Items listed in a dataset -
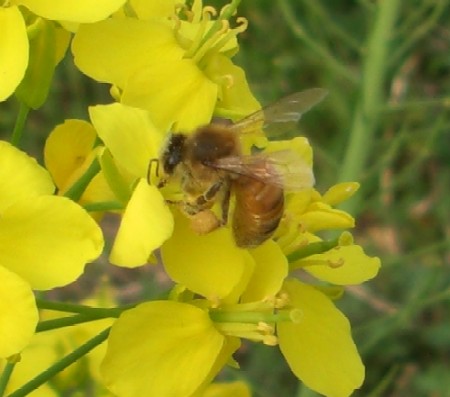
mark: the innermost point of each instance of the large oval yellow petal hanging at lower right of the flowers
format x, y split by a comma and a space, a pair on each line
319, 348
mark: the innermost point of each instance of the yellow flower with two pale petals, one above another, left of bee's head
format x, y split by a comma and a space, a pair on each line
133, 141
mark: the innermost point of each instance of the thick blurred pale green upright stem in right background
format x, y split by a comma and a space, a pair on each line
365, 119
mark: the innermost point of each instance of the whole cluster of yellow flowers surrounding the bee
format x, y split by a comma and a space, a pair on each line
170, 69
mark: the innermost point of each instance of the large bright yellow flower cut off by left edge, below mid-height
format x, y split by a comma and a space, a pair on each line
44, 240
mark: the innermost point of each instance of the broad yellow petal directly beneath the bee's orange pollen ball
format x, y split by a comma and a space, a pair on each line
210, 265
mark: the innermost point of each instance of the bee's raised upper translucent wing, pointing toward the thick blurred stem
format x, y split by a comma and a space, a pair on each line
282, 115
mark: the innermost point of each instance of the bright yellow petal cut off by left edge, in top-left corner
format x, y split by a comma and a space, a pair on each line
13, 50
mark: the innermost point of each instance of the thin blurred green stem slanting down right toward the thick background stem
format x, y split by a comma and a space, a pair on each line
327, 58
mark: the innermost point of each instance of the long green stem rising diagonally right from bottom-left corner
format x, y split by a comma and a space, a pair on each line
61, 365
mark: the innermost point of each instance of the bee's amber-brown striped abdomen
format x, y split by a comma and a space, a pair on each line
259, 208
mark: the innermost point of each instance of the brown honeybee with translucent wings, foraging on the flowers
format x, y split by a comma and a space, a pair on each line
211, 166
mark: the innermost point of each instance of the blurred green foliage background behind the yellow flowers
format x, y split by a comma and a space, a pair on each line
386, 124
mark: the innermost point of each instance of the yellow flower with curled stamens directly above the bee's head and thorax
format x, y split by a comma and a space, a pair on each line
178, 70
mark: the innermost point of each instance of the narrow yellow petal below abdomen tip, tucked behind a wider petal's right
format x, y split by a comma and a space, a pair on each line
270, 271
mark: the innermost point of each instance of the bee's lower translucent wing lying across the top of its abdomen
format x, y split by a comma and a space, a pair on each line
284, 168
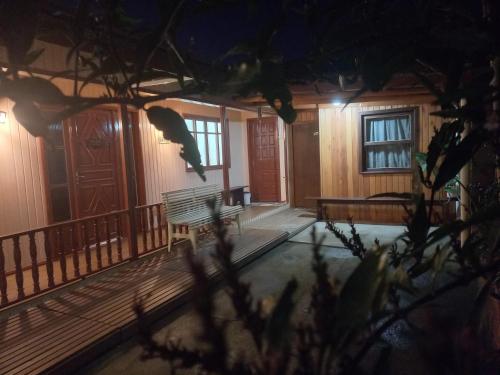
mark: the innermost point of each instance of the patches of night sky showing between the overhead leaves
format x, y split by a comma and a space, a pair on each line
210, 33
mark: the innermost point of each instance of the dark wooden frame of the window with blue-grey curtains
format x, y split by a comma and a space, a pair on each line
412, 113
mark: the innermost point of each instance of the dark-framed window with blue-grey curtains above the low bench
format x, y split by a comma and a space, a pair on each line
388, 140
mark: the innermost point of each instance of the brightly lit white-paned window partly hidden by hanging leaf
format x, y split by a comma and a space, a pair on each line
208, 135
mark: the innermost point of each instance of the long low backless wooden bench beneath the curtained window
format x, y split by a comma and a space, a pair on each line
322, 201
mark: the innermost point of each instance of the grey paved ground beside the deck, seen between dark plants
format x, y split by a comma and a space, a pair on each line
268, 276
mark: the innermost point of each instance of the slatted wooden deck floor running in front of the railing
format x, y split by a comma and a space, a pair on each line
59, 332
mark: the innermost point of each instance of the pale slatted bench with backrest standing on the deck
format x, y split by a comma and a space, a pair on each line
189, 207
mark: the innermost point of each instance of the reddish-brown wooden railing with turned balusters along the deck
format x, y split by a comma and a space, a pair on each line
38, 260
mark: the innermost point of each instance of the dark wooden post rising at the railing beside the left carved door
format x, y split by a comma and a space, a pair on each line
131, 179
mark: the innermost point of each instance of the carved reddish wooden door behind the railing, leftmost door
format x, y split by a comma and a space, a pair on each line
95, 163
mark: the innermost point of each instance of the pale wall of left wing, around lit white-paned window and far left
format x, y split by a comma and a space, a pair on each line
23, 202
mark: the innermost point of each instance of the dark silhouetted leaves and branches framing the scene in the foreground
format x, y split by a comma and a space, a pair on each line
452, 48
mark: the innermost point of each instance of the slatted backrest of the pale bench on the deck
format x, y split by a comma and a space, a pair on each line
191, 200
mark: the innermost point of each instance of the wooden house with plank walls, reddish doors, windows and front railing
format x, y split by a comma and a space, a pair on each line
65, 207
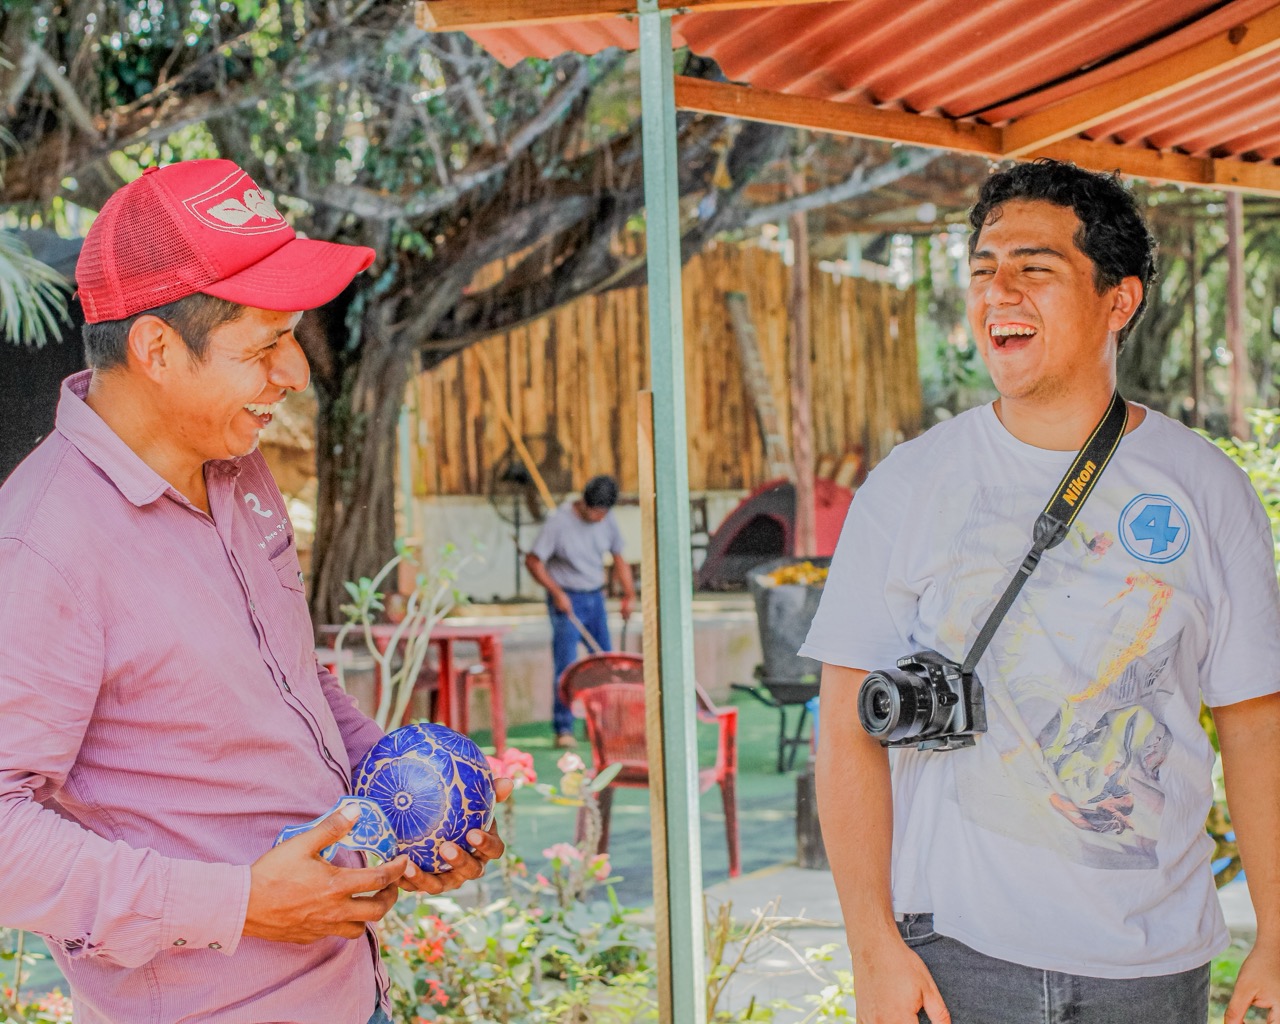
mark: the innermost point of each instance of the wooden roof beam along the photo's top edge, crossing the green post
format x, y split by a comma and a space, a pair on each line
454, 16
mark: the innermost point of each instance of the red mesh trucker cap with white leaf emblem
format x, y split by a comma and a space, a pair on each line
204, 226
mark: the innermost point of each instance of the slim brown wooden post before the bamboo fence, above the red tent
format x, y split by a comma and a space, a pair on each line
802, 388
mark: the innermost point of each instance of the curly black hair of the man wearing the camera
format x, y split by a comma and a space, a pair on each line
1113, 231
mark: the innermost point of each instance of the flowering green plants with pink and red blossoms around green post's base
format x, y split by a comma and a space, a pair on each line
560, 949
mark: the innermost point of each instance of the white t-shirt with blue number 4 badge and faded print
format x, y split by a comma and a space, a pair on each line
1072, 836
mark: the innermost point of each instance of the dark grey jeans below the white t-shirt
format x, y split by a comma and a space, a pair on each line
982, 990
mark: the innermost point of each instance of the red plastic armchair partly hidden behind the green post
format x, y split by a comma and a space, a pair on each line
610, 691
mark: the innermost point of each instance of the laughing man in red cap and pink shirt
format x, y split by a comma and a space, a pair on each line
164, 715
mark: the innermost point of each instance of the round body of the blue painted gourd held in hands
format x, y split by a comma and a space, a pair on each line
433, 785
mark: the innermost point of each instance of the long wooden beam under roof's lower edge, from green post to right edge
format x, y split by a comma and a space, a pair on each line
980, 140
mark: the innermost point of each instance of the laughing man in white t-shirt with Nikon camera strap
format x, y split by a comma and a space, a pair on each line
1058, 868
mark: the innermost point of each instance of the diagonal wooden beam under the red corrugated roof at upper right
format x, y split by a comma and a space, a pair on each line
1246, 42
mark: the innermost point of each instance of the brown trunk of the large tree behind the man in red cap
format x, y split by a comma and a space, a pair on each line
356, 464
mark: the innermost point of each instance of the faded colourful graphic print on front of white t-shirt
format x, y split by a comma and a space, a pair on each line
1080, 758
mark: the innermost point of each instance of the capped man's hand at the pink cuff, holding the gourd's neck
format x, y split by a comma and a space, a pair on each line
298, 897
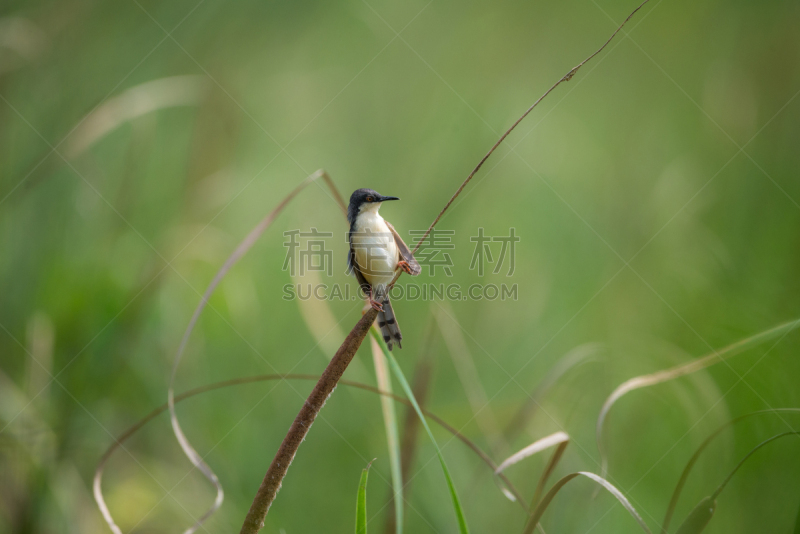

Your goal - Take every line from the data that contains the word "abdomen".

Answer to this problem -
mark: the innermost point of each instance of the bee's amber-brown striped abdomen
mark: the innermost point of each instance of the narrow yellow petal below abdomen tip, tucked behind a wider petal's right
mark: the innermost point of each instance of the bee's lower translucent wing lying across the top of its abdomen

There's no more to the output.